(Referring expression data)
Segment Open

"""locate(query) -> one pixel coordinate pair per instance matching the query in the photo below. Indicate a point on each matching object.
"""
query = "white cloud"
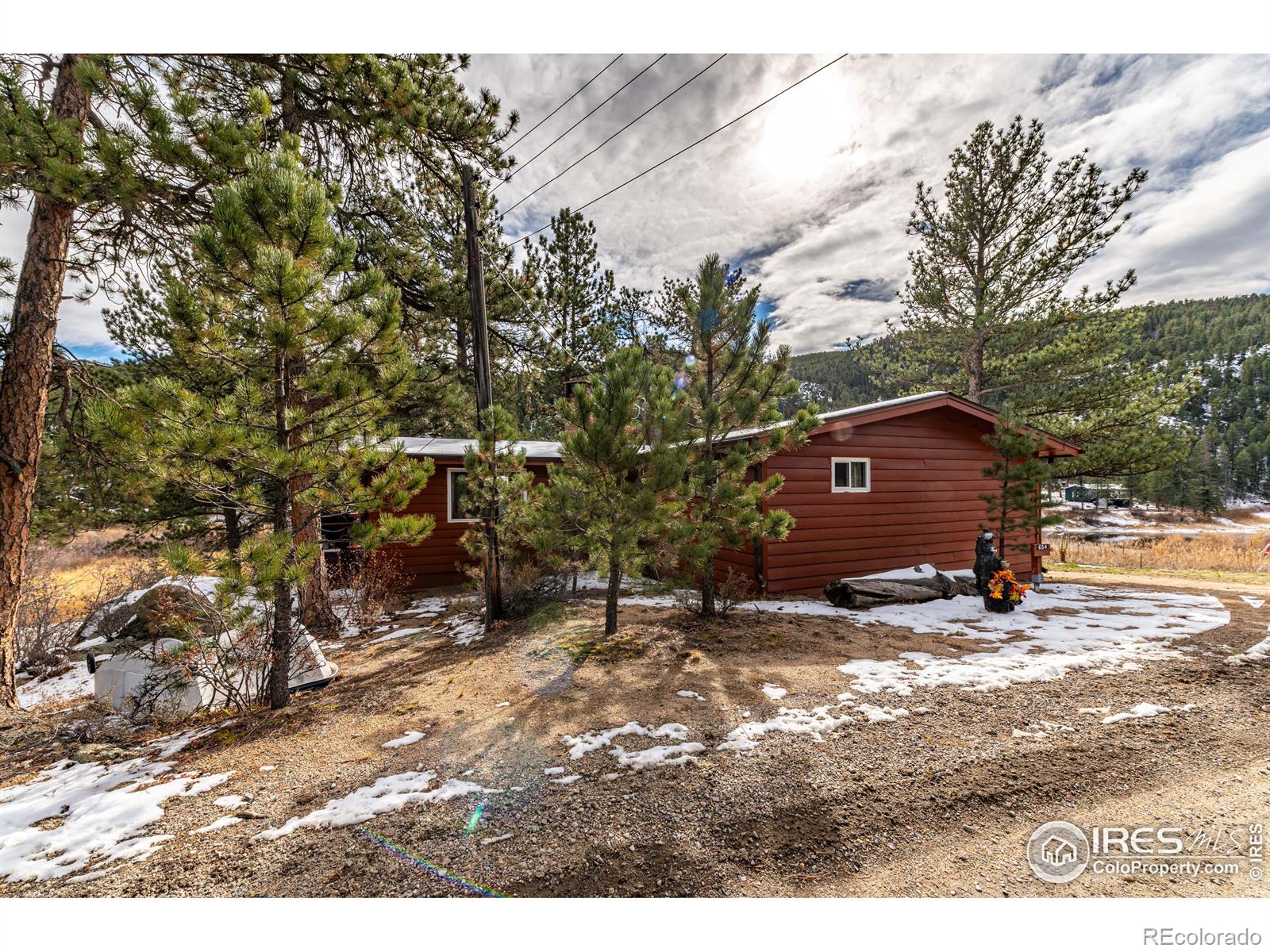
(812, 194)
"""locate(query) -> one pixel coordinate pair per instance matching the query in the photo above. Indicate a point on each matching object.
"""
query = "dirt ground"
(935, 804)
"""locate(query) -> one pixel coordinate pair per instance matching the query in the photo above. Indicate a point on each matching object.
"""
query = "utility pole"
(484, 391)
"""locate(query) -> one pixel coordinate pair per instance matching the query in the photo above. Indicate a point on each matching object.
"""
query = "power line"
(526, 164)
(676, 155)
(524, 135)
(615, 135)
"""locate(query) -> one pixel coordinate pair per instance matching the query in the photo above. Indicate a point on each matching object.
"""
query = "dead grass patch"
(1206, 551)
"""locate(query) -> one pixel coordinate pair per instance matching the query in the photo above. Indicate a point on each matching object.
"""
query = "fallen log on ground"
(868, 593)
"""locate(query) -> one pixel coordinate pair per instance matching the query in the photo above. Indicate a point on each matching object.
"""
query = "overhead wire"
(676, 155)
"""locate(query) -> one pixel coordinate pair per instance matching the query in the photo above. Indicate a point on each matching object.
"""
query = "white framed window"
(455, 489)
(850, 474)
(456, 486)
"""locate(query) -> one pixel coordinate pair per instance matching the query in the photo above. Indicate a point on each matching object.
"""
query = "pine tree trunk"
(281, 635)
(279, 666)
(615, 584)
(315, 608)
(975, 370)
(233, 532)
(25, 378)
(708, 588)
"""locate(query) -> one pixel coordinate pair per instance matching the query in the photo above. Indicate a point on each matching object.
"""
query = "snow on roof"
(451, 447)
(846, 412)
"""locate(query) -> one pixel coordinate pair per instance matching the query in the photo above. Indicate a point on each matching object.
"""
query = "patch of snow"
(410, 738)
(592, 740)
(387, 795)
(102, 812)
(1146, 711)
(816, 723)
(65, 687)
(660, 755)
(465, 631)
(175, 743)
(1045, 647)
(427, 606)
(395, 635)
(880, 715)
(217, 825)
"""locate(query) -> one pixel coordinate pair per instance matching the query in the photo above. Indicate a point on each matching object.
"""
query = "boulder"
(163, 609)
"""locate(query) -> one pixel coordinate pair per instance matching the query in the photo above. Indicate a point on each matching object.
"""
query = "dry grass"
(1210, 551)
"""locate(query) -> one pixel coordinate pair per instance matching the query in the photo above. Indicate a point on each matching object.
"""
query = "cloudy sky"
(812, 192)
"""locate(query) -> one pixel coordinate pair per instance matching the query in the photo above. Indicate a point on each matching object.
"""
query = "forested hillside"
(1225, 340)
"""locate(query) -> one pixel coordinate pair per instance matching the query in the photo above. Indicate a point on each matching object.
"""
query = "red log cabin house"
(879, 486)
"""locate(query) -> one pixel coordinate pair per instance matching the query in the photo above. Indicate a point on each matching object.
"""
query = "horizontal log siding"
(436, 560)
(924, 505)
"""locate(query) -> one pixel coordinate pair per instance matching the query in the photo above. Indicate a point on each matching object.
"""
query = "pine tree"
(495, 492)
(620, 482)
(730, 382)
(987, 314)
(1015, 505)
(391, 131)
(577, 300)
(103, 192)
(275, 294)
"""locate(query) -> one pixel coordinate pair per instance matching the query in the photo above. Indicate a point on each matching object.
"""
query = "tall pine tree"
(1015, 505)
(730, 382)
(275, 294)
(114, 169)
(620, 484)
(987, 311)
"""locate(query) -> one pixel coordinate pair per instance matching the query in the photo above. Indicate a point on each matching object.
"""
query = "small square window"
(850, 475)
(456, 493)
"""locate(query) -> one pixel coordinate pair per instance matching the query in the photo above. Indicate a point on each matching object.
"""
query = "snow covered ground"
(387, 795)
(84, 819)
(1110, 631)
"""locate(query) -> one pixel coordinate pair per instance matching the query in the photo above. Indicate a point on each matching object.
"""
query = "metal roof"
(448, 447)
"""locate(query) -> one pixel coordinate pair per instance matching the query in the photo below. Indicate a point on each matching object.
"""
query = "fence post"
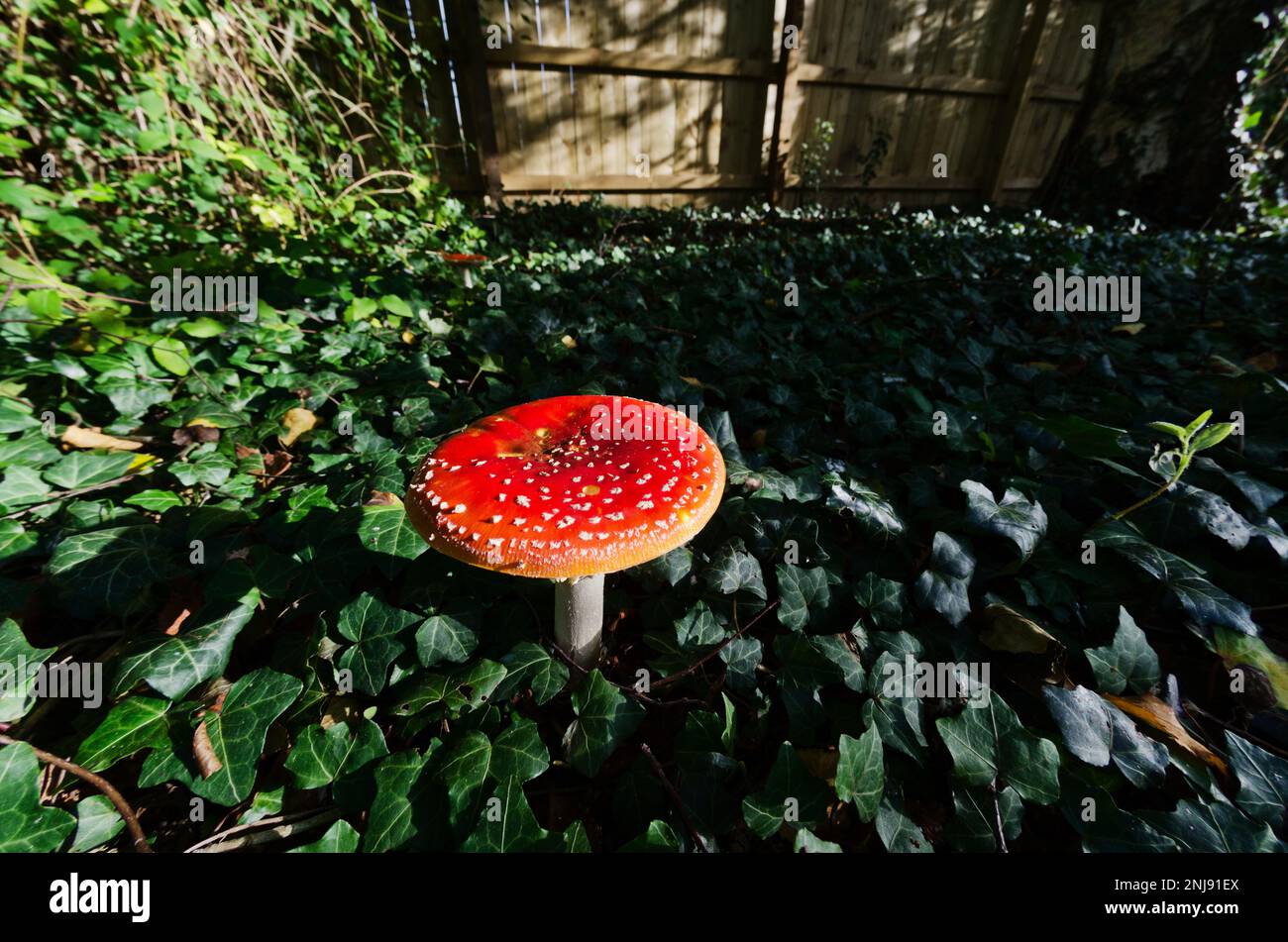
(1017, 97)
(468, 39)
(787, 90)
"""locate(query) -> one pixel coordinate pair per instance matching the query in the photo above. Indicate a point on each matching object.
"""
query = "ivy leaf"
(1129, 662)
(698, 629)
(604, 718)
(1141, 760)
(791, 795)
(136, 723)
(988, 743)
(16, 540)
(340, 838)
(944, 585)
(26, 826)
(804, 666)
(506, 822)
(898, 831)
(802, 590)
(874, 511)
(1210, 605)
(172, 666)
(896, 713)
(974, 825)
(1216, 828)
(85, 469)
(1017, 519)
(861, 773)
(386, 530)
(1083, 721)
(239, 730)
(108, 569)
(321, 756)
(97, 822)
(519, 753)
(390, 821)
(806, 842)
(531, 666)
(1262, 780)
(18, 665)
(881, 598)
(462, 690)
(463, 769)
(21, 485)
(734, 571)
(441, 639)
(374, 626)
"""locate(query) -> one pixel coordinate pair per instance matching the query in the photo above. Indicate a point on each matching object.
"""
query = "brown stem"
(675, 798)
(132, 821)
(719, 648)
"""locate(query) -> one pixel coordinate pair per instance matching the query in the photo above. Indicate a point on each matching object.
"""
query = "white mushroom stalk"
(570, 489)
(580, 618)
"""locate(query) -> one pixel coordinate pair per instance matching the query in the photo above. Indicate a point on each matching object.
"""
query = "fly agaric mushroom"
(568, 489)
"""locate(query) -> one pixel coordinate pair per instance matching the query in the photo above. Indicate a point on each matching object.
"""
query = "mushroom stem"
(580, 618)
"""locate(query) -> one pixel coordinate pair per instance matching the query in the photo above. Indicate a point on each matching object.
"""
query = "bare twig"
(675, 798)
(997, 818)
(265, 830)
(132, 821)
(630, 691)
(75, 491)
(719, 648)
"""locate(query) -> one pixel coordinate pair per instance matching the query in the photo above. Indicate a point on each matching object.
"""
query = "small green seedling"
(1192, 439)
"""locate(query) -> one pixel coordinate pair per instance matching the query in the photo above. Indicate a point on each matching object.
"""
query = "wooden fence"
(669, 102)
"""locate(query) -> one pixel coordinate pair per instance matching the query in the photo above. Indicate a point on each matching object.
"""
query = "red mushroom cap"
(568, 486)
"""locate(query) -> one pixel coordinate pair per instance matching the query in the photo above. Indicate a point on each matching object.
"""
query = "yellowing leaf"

Segment Closed

WHAT IS NEEDED:
Reproduce every entry word for word, but omit the pictures.

SOLUTION FOR THIS EXERCISE:
"""locate(query) -> one pixel coordinate pair per instance matching the query in the photo below. Indicate a point on each matching object.
"""
query = "white cloud"
(812, 194)
"""locate(query) -> one pixel coordinate pair per instance matching the query in the photo above. Indicate a point on each matching object.
"""
query = "dirt ground"
(935, 804)
"""locate(query) -> one pixel coordinate pair per instance matching the query in the photo above. Indicate a point on each matching object.
"""
query = "utility pole"
(484, 391)
"""locate(query) -> one pixel coordinate pair per instance matching the query in the photo above. Indicate a point on each matching object.
"""
query = "power line"
(526, 164)
(676, 155)
(524, 135)
(615, 135)
"""locate(query) -> one pixel coordinate pair per instance matching the query in the photo above. Indicate a point on each matching object.
"""
query = "dead grass patch"
(1206, 551)
"""locate(query) -> one pixel coordinate pair per instance matching the query in the photo above. Indicate a point on each matching object.
"""
query = "fallen log on ground"
(868, 593)
"""locate(query) -> one pixel coordinate pair per instance matching the query in the photo above. Indicate a point on each matching object.
"""
query = "overhead wire"
(676, 155)
"""locate(query) -> one pixel coordinate pair per instance matching the query in the photo above. Indicate a point on each matching object.
"""
query = "white framed window"
(455, 489)
(850, 474)
(456, 486)
"""locate(query) -> one pixel coordinate pair per instance matching the query in the photo above. Indicate a point on each matching object.
"""
query = "pine tree trunk"
(281, 635)
(279, 666)
(615, 584)
(315, 608)
(975, 370)
(233, 532)
(25, 378)
(708, 588)
"""locate(query) -> one pixel coordinate pair per instance matching the query in the photo above. Indicate a point on each matching object.
"""
query = "snow on roof"
(451, 447)
(846, 412)
"""locate(query) -> one pixel coordinate pair per instance matching the query in the photo above. Indicate a point on each matching object.
"""
query = "patch of snow"
(410, 738)
(592, 740)
(387, 795)
(102, 812)
(1146, 711)
(816, 723)
(65, 687)
(660, 755)
(465, 631)
(175, 743)
(1045, 647)
(427, 606)
(395, 635)
(880, 715)
(217, 825)
"""locate(query) -> one pixel coordinate pair per instance matching the query in the photo above. Indicate a point on each matching object.
"""
query = "boulder"
(163, 609)
"""locate(query) -> one pixel coordinate pair per instance matching the query in the photo above. Indicate a point on each matching object.
"""
query = "dry grass"
(1210, 551)
"""locate(query) -> one pixel coordinate pair per instance matching the query in the photo above. Indicate a point on each matching object.
"""
query = "cloudy sky"
(812, 192)
"""locate(query) -> one pixel coordinate pair per instance matching the query in the photo above. Indicate a point on each matching object.
"""
query = "forested hillside"
(1225, 340)
"""locate(query) -> one pixel coordinate pair per instance matching the query in the photo above. Indicate a point on each matching object.
"""
query = "red log cabin house"
(879, 486)
"""locate(query) -> one pixel coordinate pair per instance matching the query in the photo above. Indicate a point on each matching object.
"""
query = "horizontal log siding"
(436, 560)
(924, 505)
"""locate(query) -> one pixel coordinate pair per instance matching the query in the photo above. Indicate a point on each matching object.
"""
query = "pine tree"
(495, 492)
(620, 482)
(730, 382)
(987, 314)
(1015, 505)
(391, 131)
(577, 300)
(103, 192)
(275, 294)
"""locate(query) -> one pixel coordinate pair per instance matching the query in the photo above. Indicate a point on each matching object.
"""
query = "tall pine tree"
(1015, 505)
(730, 382)
(275, 294)
(114, 169)
(620, 484)
(987, 311)
"""locate(query) -> one pixel coordinate pair per instance matching the query in the photo above. Indicate a point on each matching object.
"""
query = "small square window"
(850, 475)
(456, 493)
"""locate(query) -> one pixel coordinate pair per instance matching the query in the photo above. Indicate a point on each matching object.
"""
query = "snow covered ground"
(387, 795)
(84, 819)
(1110, 631)
"""locate(query) -> one pixel coordinate pair per instance matching the query in the photo above. Indicate a point on each matching object.
"""
query = "metal roof"
(448, 447)
"""locate(query) -> one pixel coordinate pair per instance matching the query in the photo below. Indicate a point on each matching object.
"""
query = "fence post"
(1017, 97)
(468, 39)
(787, 90)
"""locate(query) -> one pixel coordinate pair per instance matching the query in the photo above. Indicate a point on each matching object.
"""
query = "ivy leaf"
(1129, 662)
(698, 629)
(604, 718)
(1141, 760)
(791, 795)
(136, 723)
(988, 743)
(16, 540)
(340, 838)
(944, 585)
(26, 826)
(804, 666)
(506, 822)
(898, 831)
(802, 590)
(874, 511)
(1210, 605)
(172, 666)
(896, 713)
(974, 825)
(1216, 828)
(85, 469)
(1017, 519)
(861, 773)
(386, 530)
(1083, 721)
(239, 730)
(108, 569)
(321, 756)
(97, 822)
(519, 753)
(390, 821)
(806, 842)
(531, 666)
(1262, 780)
(18, 665)
(881, 598)
(462, 690)
(463, 769)
(21, 485)
(734, 571)
(441, 639)
(374, 626)
"""locate(query) -> one pixel coordinate pair per instance matching the query in the photo above. Indicate a point on each matching object.
"""
query = "brown stem"
(675, 798)
(132, 821)
(719, 648)
"""locate(query) -> one pixel coordinate pair per instance matching the query in the photo above. Indicate a point on each matching object.
"""
query = "white mushroom stalk"
(570, 489)
(580, 618)
"""locate(query) -> one pixel coordinate pair per instance matching the query in the photo above. Indicate a point on each matching object.
"""
query = "fly agaric mushroom"
(568, 489)
"""locate(query) -> one pixel coordinate pair per instance matching the query in the photo above. Indicate a point on each matching object.
"""
query = "mushroom stem"
(580, 618)
"""locate(query) -> one pixel coordinate pair per instance matching the query in the photo above. Indicate a point on each matching object.
"""
query = "bare twig"
(675, 798)
(997, 818)
(265, 830)
(132, 821)
(630, 691)
(75, 491)
(719, 648)
"""locate(query) -> one pixel coordinate pair per instance matching the query in the photo above. Indicate a point on each matching object.
"""
query = "small green seedling"
(1192, 439)
"""locate(query) -> one pixel coordinate pair per instance matching the query in the photo above. Indicate a point on each matching object.
"""
query = "wooden fence"
(669, 102)
"""locate(query) -> one pixel coordinate pair per instance matching the query in the photo above. Indicate a point on each matching object.
"""
query = "red mushroom cap"
(568, 486)
"""locate(query) -> one pixel coordinate pair per instance matching the query in the photo above. Indicate a point on each matching object.
"""
query = "yellowing leaf"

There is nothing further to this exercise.